Image box annotation records:
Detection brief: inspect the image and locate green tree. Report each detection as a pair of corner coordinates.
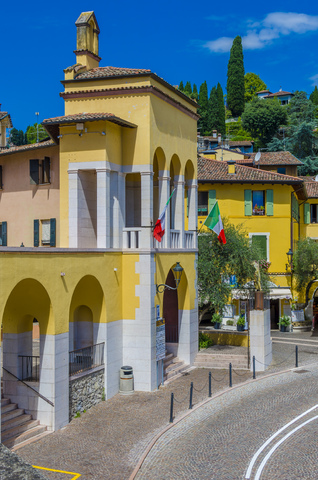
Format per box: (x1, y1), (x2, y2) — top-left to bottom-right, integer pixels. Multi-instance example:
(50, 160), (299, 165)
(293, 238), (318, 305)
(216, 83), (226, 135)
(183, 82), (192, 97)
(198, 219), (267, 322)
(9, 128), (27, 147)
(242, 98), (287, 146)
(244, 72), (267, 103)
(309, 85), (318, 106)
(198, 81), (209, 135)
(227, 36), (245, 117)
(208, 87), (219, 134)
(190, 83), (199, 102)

**AIM**
Reproduce the data above, changing "green tree" to "oak tree" and leaving everything else as it is. Omit the pictures from your answer.

**THE REPLY**
Detection brief: inspect the image and locate oak tree. Report each detection as a pair of corner coordinates.
Format per box: (x1, y1), (x2, y2) — top-left to bottom-right, integer pixels. Multi-instance example:
(50, 160), (299, 165)
(293, 238), (318, 305)
(216, 83), (226, 135)
(183, 82), (192, 97)
(198, 219), (267, 322)
(9, 128), (27, 147)
(242, 98), (287, 146)
(244, 72), (267, 103)
(309, 85), (318, 106)
(198, 81), (209, 135)
(227, 36), (245, 117)
(208, 87), (219, 134)
(190, 83), (199, 102)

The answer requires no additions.